Write out, word for word, the line that contains "Target: green compound eye" and each line after it down to the last line of the data below. Include nothing more.

***** Working data

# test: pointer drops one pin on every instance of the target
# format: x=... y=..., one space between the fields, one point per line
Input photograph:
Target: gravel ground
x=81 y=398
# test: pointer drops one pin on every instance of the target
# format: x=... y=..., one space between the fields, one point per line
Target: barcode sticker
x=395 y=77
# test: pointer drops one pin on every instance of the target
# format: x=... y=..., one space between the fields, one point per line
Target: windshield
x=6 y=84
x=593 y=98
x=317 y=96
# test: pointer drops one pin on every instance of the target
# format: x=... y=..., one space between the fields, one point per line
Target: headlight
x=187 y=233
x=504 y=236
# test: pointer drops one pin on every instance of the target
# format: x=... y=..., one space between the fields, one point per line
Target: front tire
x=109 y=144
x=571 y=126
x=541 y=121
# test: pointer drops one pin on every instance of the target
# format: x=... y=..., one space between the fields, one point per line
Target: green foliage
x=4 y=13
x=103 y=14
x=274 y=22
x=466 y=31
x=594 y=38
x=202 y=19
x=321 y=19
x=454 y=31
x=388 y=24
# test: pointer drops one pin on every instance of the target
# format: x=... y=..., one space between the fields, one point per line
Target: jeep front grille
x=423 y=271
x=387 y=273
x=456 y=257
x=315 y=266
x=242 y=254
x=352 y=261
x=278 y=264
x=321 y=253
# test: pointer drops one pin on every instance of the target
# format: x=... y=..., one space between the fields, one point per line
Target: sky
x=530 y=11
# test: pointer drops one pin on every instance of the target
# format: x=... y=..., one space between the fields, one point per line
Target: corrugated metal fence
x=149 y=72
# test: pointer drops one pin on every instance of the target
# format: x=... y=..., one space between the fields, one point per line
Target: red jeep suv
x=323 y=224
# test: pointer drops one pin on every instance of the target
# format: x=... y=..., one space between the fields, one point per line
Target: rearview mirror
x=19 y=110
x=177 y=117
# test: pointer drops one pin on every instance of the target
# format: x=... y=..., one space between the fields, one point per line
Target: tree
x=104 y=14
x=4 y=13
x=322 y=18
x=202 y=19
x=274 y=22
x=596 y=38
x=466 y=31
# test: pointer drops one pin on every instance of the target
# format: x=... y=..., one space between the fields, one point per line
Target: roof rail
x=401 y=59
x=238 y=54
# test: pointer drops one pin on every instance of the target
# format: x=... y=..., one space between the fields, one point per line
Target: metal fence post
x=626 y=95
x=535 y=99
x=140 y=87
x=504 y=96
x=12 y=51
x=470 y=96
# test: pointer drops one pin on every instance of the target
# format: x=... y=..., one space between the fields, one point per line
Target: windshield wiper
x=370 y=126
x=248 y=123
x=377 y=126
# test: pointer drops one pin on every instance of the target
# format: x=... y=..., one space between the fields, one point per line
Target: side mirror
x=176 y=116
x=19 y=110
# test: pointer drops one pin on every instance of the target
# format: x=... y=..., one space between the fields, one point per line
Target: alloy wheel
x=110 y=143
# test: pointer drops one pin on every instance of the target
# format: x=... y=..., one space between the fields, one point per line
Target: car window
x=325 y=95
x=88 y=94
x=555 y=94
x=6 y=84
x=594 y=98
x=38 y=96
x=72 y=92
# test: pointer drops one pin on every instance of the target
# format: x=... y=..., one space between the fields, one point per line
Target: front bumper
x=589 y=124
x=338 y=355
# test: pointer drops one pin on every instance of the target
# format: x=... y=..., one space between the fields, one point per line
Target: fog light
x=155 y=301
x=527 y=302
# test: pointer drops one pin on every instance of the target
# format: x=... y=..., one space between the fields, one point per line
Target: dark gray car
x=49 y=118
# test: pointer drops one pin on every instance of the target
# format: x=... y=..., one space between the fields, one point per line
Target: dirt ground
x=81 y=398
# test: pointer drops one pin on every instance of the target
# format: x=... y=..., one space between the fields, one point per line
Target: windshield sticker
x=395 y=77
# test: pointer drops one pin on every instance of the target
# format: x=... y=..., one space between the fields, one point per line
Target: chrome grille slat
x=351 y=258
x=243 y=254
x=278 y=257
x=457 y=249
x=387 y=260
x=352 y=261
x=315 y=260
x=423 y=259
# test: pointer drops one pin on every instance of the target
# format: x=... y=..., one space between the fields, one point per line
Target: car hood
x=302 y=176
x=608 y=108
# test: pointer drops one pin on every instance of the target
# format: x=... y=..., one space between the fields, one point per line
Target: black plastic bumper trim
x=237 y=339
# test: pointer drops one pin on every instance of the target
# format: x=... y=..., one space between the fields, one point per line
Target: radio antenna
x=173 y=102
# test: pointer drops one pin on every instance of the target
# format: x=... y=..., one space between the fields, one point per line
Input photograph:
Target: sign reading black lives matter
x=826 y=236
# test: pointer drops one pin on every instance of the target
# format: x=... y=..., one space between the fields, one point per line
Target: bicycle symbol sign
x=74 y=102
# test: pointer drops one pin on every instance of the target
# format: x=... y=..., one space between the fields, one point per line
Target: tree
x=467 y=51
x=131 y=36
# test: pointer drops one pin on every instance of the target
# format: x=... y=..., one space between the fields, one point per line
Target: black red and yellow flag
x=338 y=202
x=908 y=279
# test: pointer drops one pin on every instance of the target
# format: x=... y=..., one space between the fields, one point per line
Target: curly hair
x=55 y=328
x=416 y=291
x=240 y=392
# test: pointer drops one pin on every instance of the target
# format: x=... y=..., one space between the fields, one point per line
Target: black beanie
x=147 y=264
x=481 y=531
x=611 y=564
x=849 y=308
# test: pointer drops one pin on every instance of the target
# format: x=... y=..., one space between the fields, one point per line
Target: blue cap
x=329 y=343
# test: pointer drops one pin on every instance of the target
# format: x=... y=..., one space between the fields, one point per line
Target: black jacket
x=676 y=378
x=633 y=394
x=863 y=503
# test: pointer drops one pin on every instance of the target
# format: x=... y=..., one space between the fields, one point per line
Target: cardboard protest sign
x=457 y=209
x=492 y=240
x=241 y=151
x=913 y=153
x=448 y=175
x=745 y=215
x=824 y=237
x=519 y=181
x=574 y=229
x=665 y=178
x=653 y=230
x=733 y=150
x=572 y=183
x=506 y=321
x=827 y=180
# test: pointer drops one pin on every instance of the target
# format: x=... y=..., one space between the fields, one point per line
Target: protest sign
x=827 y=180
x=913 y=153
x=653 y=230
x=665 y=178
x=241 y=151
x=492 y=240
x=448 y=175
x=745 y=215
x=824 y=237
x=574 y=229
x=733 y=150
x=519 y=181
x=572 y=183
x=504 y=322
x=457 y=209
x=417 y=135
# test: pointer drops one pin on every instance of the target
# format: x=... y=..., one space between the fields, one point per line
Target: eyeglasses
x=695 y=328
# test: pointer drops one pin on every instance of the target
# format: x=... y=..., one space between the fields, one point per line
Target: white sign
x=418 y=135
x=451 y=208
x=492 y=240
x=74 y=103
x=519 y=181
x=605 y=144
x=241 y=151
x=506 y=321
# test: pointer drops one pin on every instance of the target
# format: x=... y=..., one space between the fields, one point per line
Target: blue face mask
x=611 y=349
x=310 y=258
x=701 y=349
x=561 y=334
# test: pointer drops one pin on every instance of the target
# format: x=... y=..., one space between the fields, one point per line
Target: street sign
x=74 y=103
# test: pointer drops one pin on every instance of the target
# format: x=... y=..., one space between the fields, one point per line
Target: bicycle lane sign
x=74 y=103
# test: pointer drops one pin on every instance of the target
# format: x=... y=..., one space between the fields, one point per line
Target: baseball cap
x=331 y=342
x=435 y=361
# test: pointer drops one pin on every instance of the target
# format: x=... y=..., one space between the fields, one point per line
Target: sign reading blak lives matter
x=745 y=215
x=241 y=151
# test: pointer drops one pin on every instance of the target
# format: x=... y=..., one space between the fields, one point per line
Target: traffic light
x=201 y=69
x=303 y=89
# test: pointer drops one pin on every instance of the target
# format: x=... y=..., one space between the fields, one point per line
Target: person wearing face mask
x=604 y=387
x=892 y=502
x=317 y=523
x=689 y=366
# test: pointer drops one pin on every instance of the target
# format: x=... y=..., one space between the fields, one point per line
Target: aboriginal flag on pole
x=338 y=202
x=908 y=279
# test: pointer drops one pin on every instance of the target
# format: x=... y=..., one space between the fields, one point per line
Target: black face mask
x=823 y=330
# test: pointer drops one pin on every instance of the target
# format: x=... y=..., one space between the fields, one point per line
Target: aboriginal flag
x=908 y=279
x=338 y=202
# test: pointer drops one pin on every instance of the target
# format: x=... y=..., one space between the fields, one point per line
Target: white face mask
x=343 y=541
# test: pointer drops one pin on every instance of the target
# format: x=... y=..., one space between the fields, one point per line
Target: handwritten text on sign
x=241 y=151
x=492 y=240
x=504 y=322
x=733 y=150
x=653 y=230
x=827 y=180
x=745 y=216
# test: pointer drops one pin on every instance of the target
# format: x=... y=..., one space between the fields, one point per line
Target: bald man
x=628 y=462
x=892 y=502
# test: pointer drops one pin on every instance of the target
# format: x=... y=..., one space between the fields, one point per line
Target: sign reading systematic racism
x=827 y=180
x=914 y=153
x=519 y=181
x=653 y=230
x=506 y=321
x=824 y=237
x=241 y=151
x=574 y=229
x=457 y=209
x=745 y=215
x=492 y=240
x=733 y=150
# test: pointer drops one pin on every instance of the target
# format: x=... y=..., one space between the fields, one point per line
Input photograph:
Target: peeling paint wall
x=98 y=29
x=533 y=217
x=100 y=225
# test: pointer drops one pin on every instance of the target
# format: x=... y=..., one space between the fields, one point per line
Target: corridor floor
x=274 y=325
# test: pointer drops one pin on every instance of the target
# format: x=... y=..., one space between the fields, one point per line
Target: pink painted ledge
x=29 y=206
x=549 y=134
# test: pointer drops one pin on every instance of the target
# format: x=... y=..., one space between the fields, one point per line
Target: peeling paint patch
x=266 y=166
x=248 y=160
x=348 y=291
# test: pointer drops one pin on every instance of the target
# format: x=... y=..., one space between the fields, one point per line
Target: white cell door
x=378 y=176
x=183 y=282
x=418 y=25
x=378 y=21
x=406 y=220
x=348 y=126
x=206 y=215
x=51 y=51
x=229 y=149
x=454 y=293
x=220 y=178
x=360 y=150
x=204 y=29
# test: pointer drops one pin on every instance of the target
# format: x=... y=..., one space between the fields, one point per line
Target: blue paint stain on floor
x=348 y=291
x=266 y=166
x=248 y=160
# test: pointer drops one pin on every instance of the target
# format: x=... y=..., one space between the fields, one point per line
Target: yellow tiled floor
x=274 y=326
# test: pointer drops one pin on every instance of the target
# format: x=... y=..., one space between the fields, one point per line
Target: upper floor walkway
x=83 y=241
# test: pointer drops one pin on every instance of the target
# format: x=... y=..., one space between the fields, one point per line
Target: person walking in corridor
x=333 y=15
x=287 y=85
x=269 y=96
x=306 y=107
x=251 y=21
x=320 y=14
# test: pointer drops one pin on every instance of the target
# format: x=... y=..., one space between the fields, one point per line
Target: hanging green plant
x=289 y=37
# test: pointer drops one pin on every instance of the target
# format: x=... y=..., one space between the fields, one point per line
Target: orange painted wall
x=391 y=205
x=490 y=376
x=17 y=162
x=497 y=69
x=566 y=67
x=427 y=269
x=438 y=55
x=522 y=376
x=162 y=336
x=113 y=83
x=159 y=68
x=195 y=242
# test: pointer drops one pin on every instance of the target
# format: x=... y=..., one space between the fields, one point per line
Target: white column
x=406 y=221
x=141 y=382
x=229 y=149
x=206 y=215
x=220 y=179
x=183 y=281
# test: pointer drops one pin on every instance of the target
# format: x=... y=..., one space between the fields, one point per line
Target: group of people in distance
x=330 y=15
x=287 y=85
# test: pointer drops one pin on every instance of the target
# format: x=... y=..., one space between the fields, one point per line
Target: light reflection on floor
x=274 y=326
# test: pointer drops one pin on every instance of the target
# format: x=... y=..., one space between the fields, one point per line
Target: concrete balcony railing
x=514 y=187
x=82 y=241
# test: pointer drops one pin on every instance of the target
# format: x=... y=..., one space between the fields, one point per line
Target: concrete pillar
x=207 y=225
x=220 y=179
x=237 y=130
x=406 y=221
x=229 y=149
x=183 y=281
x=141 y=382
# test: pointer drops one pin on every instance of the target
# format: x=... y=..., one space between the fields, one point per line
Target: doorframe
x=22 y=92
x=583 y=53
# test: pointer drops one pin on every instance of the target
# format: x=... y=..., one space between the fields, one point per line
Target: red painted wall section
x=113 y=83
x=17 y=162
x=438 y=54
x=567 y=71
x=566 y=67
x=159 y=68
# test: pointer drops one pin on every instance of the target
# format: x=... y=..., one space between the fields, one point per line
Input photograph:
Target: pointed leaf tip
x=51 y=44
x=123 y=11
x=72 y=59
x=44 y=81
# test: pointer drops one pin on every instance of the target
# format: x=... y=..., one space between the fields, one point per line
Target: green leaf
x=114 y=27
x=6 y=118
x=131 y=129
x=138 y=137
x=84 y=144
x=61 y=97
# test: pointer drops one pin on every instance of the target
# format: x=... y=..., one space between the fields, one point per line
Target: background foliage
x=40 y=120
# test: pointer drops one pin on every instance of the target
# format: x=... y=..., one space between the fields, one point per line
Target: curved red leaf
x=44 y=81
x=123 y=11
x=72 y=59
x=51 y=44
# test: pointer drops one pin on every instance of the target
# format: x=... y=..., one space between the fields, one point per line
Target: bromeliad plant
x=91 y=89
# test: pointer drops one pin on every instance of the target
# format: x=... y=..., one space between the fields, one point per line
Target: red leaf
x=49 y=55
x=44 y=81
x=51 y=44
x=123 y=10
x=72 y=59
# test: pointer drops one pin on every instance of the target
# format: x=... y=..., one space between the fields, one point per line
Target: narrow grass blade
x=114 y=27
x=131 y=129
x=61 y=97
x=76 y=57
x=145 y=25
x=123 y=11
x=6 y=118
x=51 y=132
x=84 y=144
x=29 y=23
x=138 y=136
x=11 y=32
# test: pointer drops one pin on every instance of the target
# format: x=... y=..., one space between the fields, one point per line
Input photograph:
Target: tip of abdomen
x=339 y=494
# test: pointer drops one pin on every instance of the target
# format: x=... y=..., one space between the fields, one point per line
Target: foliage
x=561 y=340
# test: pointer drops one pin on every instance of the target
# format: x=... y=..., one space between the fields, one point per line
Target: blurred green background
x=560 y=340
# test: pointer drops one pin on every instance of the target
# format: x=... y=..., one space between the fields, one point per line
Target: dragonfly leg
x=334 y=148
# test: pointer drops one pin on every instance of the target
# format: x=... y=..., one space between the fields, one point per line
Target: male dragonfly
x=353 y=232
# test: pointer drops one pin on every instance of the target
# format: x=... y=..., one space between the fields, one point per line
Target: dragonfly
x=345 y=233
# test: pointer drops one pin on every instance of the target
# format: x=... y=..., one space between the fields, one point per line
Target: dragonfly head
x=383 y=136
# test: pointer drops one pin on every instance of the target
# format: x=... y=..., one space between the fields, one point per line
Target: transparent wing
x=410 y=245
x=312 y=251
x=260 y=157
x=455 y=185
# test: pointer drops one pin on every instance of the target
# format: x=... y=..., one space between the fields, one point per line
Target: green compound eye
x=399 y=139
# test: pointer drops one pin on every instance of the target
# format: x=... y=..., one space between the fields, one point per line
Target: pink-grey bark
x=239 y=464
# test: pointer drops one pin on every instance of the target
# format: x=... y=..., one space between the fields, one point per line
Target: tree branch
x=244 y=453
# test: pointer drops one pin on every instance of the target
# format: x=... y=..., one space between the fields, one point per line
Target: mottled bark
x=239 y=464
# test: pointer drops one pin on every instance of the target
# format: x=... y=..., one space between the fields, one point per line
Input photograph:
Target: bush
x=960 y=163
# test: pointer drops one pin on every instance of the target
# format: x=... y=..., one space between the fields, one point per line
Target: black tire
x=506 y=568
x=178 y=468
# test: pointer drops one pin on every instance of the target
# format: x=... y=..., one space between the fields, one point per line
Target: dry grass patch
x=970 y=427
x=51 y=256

**********

> **Answer to this task**
Target: green compound eye
x=399 y=139
# test: pointer drops one pin on every instance of the target
# format: x=... y=..., one space between the fields, one point per line
Target: pink-grey bark
x=239 y=464
# test: pointer drops one pin on every instance of the target
# format: x=... y=..., one space between the fields, one point per line
Target: tree branch
x=244 y=453
# test: pointer drops one pin on every instance of the target
# format: x=... y=..., one space between the fields, one point per line
Target: mottled bark
x=239 y=464
# test: pointer drops one pin on every instance of the target
# format: x=... y=..., one space between the fields, one point per line
Input photograph:
Target: bush
x=960 y=163
# test: pointer drops one pin on every instance of the target
# format: x=... y=..., one space between the fields, one point per line
Target: black tire
x=506 y=568
x=178 y=468
# test: pointer drops one pin on every instance of the target
# format: x=... y=..., one space between the fields, one point per line
Target: dry grass patch
x=970 y=427
x=51 y=256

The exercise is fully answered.